Data for this task:

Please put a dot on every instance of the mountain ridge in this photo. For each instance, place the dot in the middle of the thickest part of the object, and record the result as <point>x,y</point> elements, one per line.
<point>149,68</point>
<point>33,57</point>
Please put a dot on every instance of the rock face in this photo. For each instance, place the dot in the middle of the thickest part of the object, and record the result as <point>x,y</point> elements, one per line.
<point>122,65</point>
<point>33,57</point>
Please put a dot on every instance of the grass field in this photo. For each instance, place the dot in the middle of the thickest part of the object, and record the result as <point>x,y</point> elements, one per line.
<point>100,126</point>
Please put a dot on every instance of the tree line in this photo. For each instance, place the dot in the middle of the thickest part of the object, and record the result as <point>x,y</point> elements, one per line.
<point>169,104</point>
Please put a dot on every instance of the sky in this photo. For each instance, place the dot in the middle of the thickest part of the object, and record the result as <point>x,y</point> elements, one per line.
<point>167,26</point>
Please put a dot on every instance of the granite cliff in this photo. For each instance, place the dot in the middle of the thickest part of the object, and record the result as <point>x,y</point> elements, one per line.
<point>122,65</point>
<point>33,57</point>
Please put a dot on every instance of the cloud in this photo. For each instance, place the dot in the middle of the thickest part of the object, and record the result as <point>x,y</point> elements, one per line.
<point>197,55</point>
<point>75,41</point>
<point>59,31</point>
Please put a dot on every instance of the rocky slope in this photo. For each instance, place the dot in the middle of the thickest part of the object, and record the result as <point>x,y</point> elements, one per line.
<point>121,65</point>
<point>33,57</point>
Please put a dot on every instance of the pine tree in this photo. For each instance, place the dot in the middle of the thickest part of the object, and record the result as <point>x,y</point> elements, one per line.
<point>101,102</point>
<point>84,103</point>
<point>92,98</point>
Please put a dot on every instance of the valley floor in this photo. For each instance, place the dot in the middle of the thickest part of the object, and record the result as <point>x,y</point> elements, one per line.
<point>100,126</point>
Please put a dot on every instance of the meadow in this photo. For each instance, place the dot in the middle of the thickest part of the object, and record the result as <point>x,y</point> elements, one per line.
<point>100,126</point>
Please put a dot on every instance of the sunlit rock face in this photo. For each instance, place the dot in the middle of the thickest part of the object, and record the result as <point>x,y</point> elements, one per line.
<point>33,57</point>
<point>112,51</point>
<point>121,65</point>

Goal: Convert all of the records above into a JSON list of strings, one string per line, leaving out any blank lines.

Answer to this problem:
[
  "Please put a dot on every instance of the mountain ridge in this photo. For each instance, place the dot in the middle of the thickest part of the object, and record the result as <point>x,y</point> elements, one per line.",
  "<point>149,68</point>",
  "<point>33,57</point>",
  "Please put a dot on every instance of the rock face in this photo. For each instance, place the dot in the middle of the thickest part of the object, and record the result as <point>x,y</point> elements, one per line.",
  "<point>122,65</point>",
  "<point>33,57</point>",
  "Please put a dot on every instance of the grass field in this photo. For each instance, place the dot in the middle of the thickest part of the object, and record the result as <point>x,y</point> elements, one per line.",
  "<point>100,126</point>",
  "Please put a dot on every instance of the tree line in this photo. For each instance, place the dot in the middle of the thickest part of the object, and record the result as <point>x,y</point> elements, one per line.",
  "<point>169,104</point>",
  "Please put a dot on every instance of the sky in this photo. For each instance, place the dot in the middle of the thickest part of the object, and record the result as <point>x,y</point> elements, one per line.",
  "<point>167,26</point>",
  "Please put a dot on every instance of the granite cliff in this photo. For each instance, place the dot in the middle of the thickest part of the object, and record the result as <point>x,y</point> elements, one per line.",
  "<point>122,65</point>",
  "<point>33,57</point>",
  "Please put a dot on every instance of the cloud in this photo. For each instance, place the dot in the middle of the thickest part of the object, and record the result as <point>x,y</point> elements, one per line.",
  "<point>197,55</point>",
  "<point>75,41</point>",
  "<point>59,31</point>",
  "Please put a dot on every instance of the rocky slope in this photo. For each instance, place the dot in the middle of the thickest part of the object, and record the result as <point>x,y</point> elements, one per line.",
  "<point>121,65</point>",
  "<point>33,57</point>",
  "Please put a dot on every instance of the pine tree in this photo. For each instance, place the dot in the middle of the thickest part of the object, and record the result as <point>x,y</point> elements, one per line.",
  "<point>101,102</point>",
  "<point>84,103</point>",
  "<point>92,98</point>",
  "Please put a dot on every instance of the valley floor in this photo. For each instance, place the dot in the middle of the thickest part of the object, and record the result as <point>x,y</point> elements, one per line.",
  "<point>100,126</point>",
  "Please put a dot on every instance of the meadow in this photo. For each instance, place the dot in the middle of the thickest part of the object, and record the result as <point>x,y</point> elements, one per line.",
  "<point>100,126</point>",
  "Please put a dot on every instance of the sunlit rock face in this photo. For each instance, place the dot in the middle of the thickest part of the object, and record the result as <point>x,y</point> elements, one per line.",
  "<point>33,57</point>",
  "<point>112,51</point>",
  "<point>121,65</point>"
]